Data entries:
(begin)

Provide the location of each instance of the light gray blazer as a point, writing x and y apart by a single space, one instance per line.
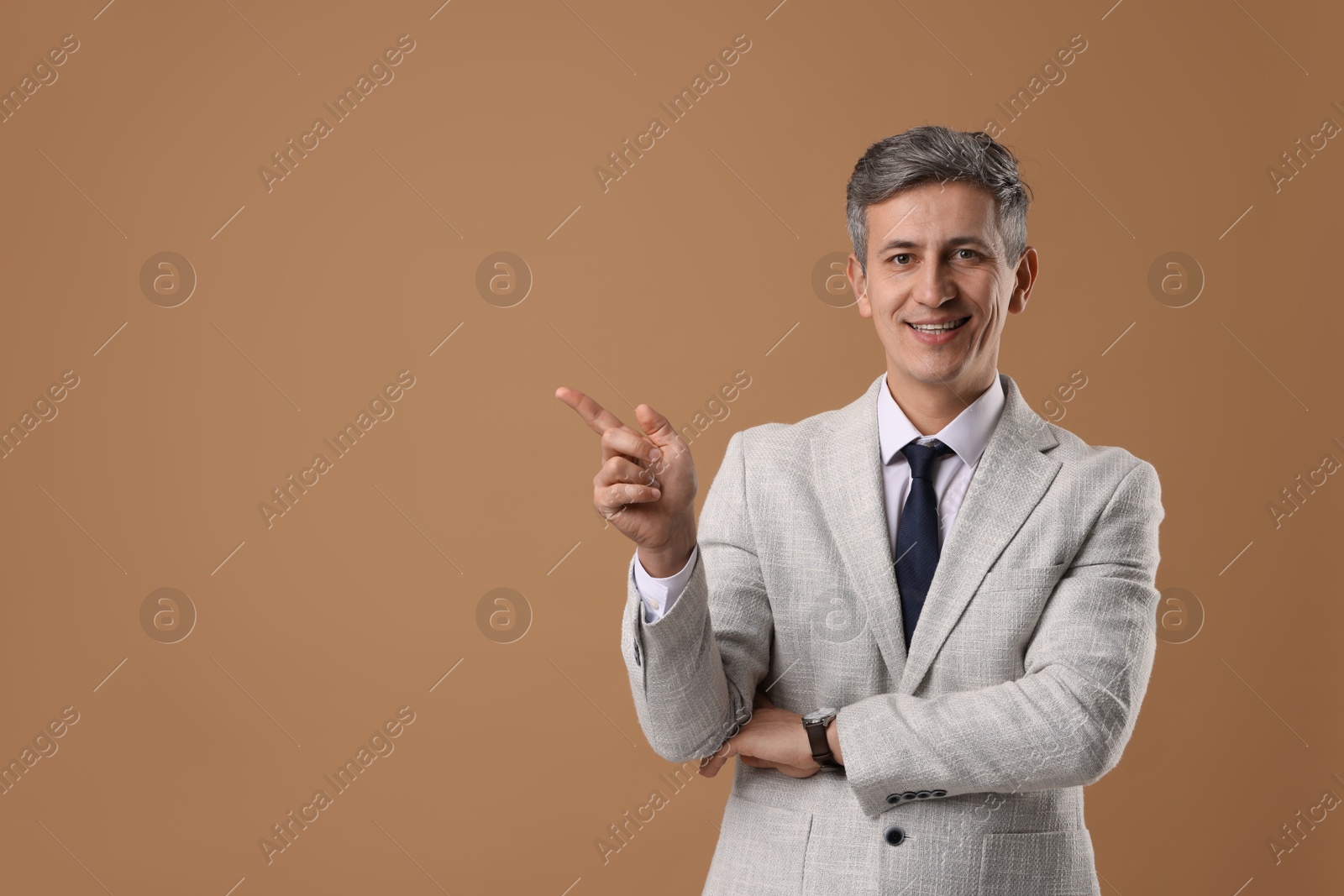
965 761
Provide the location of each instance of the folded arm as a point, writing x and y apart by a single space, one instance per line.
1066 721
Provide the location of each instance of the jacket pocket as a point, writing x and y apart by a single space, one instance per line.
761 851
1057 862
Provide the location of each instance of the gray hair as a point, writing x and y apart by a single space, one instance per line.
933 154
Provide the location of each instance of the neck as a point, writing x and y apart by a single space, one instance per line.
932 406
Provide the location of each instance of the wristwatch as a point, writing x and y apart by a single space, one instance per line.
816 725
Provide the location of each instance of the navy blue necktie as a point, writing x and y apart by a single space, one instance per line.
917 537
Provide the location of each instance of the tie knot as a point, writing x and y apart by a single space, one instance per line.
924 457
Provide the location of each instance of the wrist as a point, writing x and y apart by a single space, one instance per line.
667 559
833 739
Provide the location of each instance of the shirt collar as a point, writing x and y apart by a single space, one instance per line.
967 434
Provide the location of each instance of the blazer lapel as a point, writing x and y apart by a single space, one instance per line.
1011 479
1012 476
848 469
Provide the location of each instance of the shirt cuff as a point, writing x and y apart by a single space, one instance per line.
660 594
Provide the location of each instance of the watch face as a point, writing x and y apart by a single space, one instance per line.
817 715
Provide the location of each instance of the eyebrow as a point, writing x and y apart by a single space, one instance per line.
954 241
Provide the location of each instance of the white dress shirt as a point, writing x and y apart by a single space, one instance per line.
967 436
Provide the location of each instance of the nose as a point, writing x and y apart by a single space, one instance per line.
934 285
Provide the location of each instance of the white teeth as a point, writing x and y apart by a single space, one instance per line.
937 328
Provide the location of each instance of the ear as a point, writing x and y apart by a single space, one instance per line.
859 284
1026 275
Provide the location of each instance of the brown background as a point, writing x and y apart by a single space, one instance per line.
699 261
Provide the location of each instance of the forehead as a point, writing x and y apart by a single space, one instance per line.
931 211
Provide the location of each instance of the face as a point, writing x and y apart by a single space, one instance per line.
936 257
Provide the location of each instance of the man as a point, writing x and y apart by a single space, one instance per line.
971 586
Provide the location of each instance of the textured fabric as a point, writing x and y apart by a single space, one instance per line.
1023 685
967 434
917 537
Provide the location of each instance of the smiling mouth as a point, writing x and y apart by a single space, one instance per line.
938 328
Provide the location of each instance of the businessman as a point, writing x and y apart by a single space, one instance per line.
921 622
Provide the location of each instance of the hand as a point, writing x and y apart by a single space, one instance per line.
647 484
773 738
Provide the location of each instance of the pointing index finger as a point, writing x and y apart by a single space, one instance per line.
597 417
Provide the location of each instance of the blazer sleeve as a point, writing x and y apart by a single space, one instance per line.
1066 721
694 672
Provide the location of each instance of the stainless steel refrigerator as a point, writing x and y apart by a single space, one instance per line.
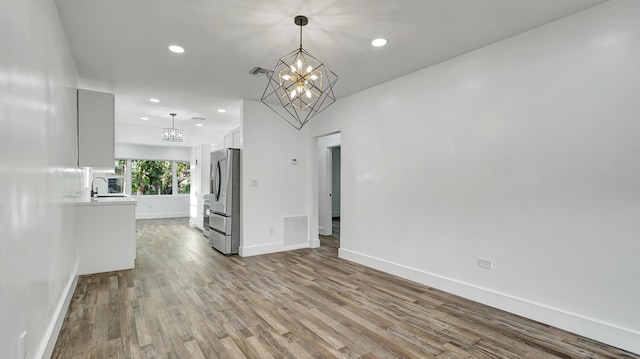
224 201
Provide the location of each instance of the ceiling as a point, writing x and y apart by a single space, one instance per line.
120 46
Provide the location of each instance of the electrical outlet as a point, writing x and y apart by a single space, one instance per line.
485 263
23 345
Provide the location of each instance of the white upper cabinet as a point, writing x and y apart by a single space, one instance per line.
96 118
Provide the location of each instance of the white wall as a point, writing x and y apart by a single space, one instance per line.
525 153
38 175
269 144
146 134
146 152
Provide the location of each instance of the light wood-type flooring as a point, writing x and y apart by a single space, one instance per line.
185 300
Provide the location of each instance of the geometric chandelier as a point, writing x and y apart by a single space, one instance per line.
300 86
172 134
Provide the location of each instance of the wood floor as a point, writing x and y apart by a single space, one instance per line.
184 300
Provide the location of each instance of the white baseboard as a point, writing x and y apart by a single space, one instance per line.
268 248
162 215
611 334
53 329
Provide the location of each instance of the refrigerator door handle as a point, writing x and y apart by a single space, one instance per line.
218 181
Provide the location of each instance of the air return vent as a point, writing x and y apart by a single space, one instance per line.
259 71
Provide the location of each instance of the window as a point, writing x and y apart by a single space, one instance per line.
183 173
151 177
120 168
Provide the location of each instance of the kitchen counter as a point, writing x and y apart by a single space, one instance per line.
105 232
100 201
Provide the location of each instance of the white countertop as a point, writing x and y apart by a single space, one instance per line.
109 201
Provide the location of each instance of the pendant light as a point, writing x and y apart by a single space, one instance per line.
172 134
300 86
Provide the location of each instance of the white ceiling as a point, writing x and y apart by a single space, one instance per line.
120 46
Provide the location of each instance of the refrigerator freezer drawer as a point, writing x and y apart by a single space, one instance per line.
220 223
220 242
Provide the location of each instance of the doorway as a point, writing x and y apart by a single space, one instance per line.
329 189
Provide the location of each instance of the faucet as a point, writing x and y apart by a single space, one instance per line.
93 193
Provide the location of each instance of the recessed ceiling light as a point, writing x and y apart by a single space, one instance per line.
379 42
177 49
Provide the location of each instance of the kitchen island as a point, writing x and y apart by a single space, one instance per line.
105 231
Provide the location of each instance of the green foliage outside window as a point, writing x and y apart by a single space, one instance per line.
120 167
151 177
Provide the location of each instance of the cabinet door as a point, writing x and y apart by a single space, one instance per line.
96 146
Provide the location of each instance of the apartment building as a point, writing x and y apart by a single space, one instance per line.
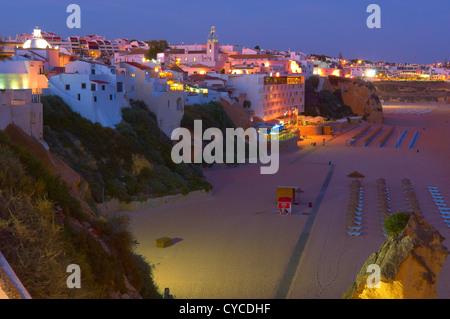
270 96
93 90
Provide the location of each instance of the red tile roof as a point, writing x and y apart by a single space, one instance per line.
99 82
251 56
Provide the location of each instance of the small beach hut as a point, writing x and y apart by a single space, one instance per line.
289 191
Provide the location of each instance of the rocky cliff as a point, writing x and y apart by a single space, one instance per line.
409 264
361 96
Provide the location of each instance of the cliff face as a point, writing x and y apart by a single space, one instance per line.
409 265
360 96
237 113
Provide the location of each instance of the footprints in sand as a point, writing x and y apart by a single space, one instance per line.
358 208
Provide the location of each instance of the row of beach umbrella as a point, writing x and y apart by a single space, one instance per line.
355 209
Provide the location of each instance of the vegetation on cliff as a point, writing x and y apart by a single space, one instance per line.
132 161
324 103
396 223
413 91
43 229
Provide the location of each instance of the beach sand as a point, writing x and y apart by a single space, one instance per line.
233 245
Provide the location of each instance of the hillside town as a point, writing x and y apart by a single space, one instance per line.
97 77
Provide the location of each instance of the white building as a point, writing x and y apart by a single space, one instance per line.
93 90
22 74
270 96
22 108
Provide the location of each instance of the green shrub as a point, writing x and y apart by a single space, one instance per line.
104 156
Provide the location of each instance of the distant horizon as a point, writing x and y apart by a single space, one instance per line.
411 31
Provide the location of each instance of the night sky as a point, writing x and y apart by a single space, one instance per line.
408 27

(end)

TASK OBJECTIVE:
Could you write out all of the entries above word for word, leaving the pictures out?

TASK RESPONSE:
Provide the location of each instance of the light gray blazer as a point, writing x and y apart by a single space, one instance per line.
965 761
Provide the location of each instance of the folded arm as a point, writing x and y apart by a single space, one instance per line.
1066 721
Provide the location of each instance of the jacket pocket as a point, writing x and y apart by a single space, one instance per line.
761 851
1057 862
Provide the location of each instance of the gray hair as a point, writing x and y apart by a single space, one instance per line.
933 154
Provide the location of each instance of the neck as a point, writing x and y apart by a single space, one instance per line.
932 406
Provide the location of each instance of the wristwatch as a point, writing x and y apart by a single space, one instance per line.
816 725
Provide the location of each instance of the navy blue necktie as a point, writing x and y apart by a single space, one instance per line.
917 537
Provide the location of each instance of the tie knot as a point, writing x and y apart by a single space, one instance per line.
924 457
Provide the location of each instance of the wrist as a point, writing x and y apart by a single space, one instance per line.
667 559
833 739
Provide the location of each instance of the shirt collar as a point, writing x and y apart by a single space, one instance per line.
967 434
Provide the location of each instance of the blazer lapel as a point, writing x and y apart by a single space, one instance per line.
1011 479
1012 476
848 469
Provide the location of each instance of the shirt cuff as a point, writing x and y apart by a single space, one instance per line.
660 594
Provide the location of each instance of the watch face as a point, writing x and y apart by a single space, one instance per line.
817 715
Provide the location of each instance of the eyebrow as a point, writing x and y apart by a single space, one instance per line.
954 241
Provide the location of each instance of the white dress shirt as a point, writing x and y apart by a single space, one instance per line.
967 436
Provide the location of each instance of the nose as a point, writing x and y apart by a single space, one instance per line.
934 285
Provide the location of each instance of the white teeth as a point, writing x and y apart by a single space, one instance per line.
937 328
Provide the location of each instance of the ear as a point, writing x and y apart by a single space, one instance per line.
859 284
1026 275
Provide the location of each instance of the brown background as a point, writing x and y apart by a single space, one instance per line.
699 261
Provide the location of each instance of the forehead as a point, writing x and y apart by a single space, one instance per line.
931 211
Provide the location of each instance of the face as a point, writing x and y apart by a single space, one instance per line.
936 257
Provide the location of each instance of the man as a point, writing x and y apart by a single space, one instance per line.
971 586
Provide the location of each instance of the textured fabric as a point, writing x and y apart by a single space, one instance per line.
1023 685
967 434
917 537
Provide the location of each instance of the smiling mouth as a point, writing x and y apart by a single space, one instance per line.
938 328
Provide the location of each instance of the businessman as a point, writing x and y apart by a single space, one instance per line.
921 622
Provide the location of each instance of the hand as a point, writing x and y apart by a single space, one instance per line.
647 484
773 738
Provide the location of each instance of the pointing index finger as a point, writing x and y apart by a single space, one instance per line.
597 417
Provide the location of each instance of the blazer sleeve as a point, writing x and y apart by a single space, one instance per line.
1066 721
694 672
Provide the location of each instance of the stainless steel refrigerator as a point, writing x and y apart by a single space, one instance per line.
224 201
Provide the location of each instance of the ceiling as a point, writing x and y apart by a single space, one instance per line.
120 46
Provide the location of each instance of the electrical outlet as a point, writing x and y apart by a single space, one instance per line.
485 263
23 345
Provide the location of each instance of the white upper cabinet as a point, writing x and y apart by a single space, one instance per line.
96 118
Provide the location of each instance of the white wall as a point, writing x and y apart by a single space, one instance per line.
525 153
38 175
269 144
146 134
146 152
Provide the location of each instance of the light wood-type flooring as a point, writing x and y apart by a single space, one instance per line.
185 300
Provide the location of each instance of the geometric chandelier as a point, writing x and y apart by a single space, one instance per line.
300 86
172 134
Provide the location of each instance of the wood floor as a point, writing x and y apart by a single space, one instance per line.
184 300
Provide the location of each instance of the white baseboard as a point, writing x and y apart by a single space, one instance per line.
268 248
162 215
611 334
53 329
Provide the location of each instance of the refrigerator door handle as a point, writing x and y apart by a single space, one instance per line.
218 181
Provide the location of each instance of the air return vent as a point, writing x and y apart by a single space, one instance per line.
259 71
Provide the location of each instance of the window as a point, writing x and y apart by a single space, one instance per line.
183 173
151 177
120 168
Provide the location of each instance of the kitchen counter as a point, writing x and y apart by a single space, one instance per line.
105 232
100 201
Provide the location of each instance of the white countertop as a point, writing x and y apart by a single space, one instance per line.
109 201
Provide the location of each instance of the pendant light as a point, writing x and y apart by a single space, one instance per line.
172 134
300 86
Provide the location of each instance of the white ceiling as a point, writing x and y apart by a single space, one instance per line.
120 46
Provide the location of each instance of the refrigerator freezer drawer as a point, writing x and y apart by a single space, one instance per line.
220 223
220 242
Provide the location of each instance of the doorway as a point, writing x and y apart by a single space, one instance per line.
329 189
Provide the location of each instance of the faucet as a point, writing x and y apart by a single space, one instance per line.
93 193
Provide the location of each instance of the recessed ceiling light as a point, writing x and y apart by a single space, one instance per line.
379 42
177 49
Provide the location of each instance of the kitchen island as a point, writing x and y apart by a single space, one instance per line.
105 231
Provide the location of each instance of the green foliage outside window as a point, writing x and y apart by a single space, one instance per line.
120 167
151 177
Provide the location of each instance of the cabinet door as a point, writing x and y apart by a single space, one instance per line.
96 146
Provide the location of each instance of the apartment building as a point, writing x and y apart by a single space, one instance per line.
270 96
93 90
Provide the location of each instance of the red tile roof as a point, writing x and y apart by a single space, one instance per line.
99 82
251 56
Provide the location of each instance of the small beach hut as a point, writing x and y apart by a single space, one instance per line.
289 191
Provide the location of each instance of the rocky cliff as a point, writing x and y apart by a single space, one instance per line.
409 264
361 96
Provide the location of each instance of the cliff face as a point, writing x and y apart by a single space, one instance per line.
409 265
360 96
237 113
Provide the location of each instance of the footprints in sand as a point, writing x and y apart by a single space, one instance per line.
358 208
Provide the location of each instance of the row of beach umbrella as a point, writing x and y apart by a single space, one instance per line.
355 209
Provide the location of each instance of the vegetation on cliff as a point, writing x and y apart by a single space, one instance per line.
132 161
324 103
396 223
413 91
43 229
Provide the location of each instance of the beach sand as a point, writing x and y apart by a single space, one instance per line.
233 245
Provide the location of each instance of the hillside town as a point, writing x and y apart by a single space, one instance per line.
97 77
Provide the location of each instance of the white building as a point, writing x and y apart by a single space, one instance per line.
93 90
22 74
270 96
22 108
Provide the location of each instance of the green shrub as a point, writing x and y apart by a single space, one instance per line.
104 156
Provide the location of each instance of the distant horizon as a point, writing x and y apart by a single space, one instance per line.
411 31
Provide the location of each instance of the night sky as a point, writing x and y apart by a single space, one instance per line.
408 27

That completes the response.